• Consignes
1 > Reproduisez, s'il vous plaît, le passage du texte à lire allant de « Premier constat au » à « devenu le spécialiste. ».
2 > Répondez aux questions suivantes à partir du texte à lire :
(a) Quel studio a produit Beau is afraid ?
(b) Où Beau doit-il retrouver sa mère ?
(c) Qui est le réalisateur du film ?
3 > Résumez le texte à lire en deux phrases.

• Texte à lire
====================

Premier constat au visionnage : Beau is afraid est un film impossible à résumer. Et donc impossible à vendre. Une « anomalie » hollywoodienne qui n’en est plus tellement une, tant le studio A24, à la production, en est devenu le spécialiste.

Alors que dire ? On y suit Joaquin Phoenix, alias Beau, un homme-enfant dépressif vivant seul dans un appartement miteux. Sa mère l’appelle : il doit la retrouver à l’autre bout du pays. Et pour cela, se coltiner le monde extérieur. Le début du cauchemar pour Beau, pour qui les catastrophes s’enchaînent. « Si vous envoyez un gosse de 10 ans bourré d’antidépresseurs faire des courses, voilà, c’est le film », aime à dire le réalisateur, Ari Aster, dans sa tournée promotionnelle. Le cinéaste, juif new-yorkais, est la nouvelle coqueluche de l’horreur intello - ou elevated horror - cette conception de l’épouvante « fréquentable », auteuriste, qu’on oppose à l’horreur pop-corn, façon grand guignol et train fantôme.

====================

• Données extraites
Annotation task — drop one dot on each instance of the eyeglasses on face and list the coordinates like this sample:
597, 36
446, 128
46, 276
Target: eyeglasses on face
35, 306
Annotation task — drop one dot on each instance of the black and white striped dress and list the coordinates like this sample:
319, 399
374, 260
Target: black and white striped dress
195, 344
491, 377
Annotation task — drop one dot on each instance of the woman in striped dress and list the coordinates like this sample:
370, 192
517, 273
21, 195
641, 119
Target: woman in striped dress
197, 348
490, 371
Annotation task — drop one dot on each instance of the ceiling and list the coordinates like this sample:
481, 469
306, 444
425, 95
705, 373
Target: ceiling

====================

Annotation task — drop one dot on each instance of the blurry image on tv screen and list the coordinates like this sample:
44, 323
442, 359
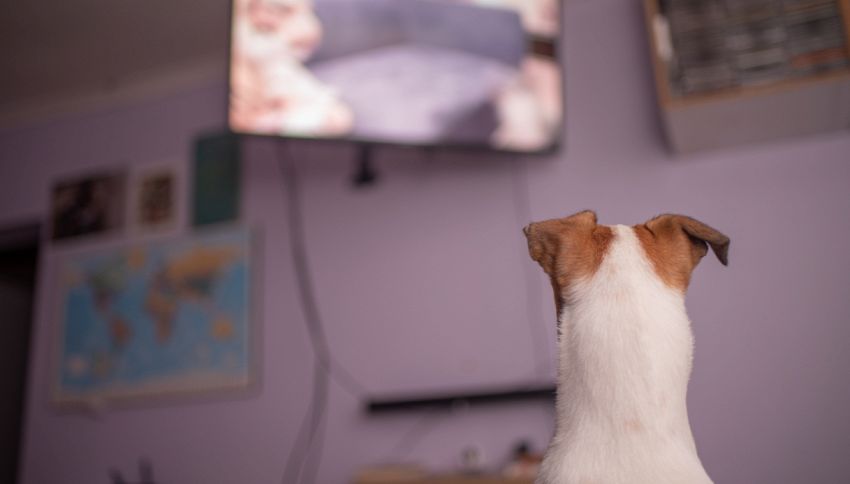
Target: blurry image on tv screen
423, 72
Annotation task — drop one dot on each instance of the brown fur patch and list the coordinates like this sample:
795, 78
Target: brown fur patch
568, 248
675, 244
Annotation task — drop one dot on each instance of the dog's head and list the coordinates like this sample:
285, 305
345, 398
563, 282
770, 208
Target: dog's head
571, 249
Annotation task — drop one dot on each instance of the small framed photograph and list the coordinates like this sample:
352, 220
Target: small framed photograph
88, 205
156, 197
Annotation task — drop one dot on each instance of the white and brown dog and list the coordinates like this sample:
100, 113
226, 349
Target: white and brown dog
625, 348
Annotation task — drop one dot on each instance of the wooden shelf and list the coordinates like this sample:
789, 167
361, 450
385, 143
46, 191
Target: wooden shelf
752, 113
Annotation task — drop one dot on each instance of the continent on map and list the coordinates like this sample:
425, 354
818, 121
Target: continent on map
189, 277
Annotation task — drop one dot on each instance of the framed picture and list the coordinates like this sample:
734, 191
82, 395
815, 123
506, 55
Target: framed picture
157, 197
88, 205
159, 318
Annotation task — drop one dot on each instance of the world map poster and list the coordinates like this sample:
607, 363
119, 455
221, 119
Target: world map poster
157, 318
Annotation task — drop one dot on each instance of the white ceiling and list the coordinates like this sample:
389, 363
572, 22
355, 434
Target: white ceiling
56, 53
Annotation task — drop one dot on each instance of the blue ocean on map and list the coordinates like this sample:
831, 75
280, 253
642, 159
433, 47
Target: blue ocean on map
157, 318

====================

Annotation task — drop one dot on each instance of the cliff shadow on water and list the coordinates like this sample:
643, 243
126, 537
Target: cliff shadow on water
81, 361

====================

• Corrigés
1 >
Premier constat au visionnage : Beau is afraid est un film impossible à résumer. Et donc impossible à vendre. Une « anomalie » hollywoodienne qui n’en est plus tellement une, tant le studio A24, à la production, en est devenu le spécialiste.

2 >
(a) Le studio A24.
(b) À l'autre bout du pays.
(c) Ari Aster.

3 > Beau is afraid, produit par le studio A24, est un film impossible à résumer, où Joaquin Phoenix joue Beau, un homme-enfant dépressif qui doit affronter le monde extérieur pour retrouver sa mère à l'autre bout du pays et subit une suite de catastrophes. Son réalisateur, Ari Aster, est la nouvelle coqueluche de l'horreur intello, ou elevated horror, que l'on oppose à l'horreur pop-corn.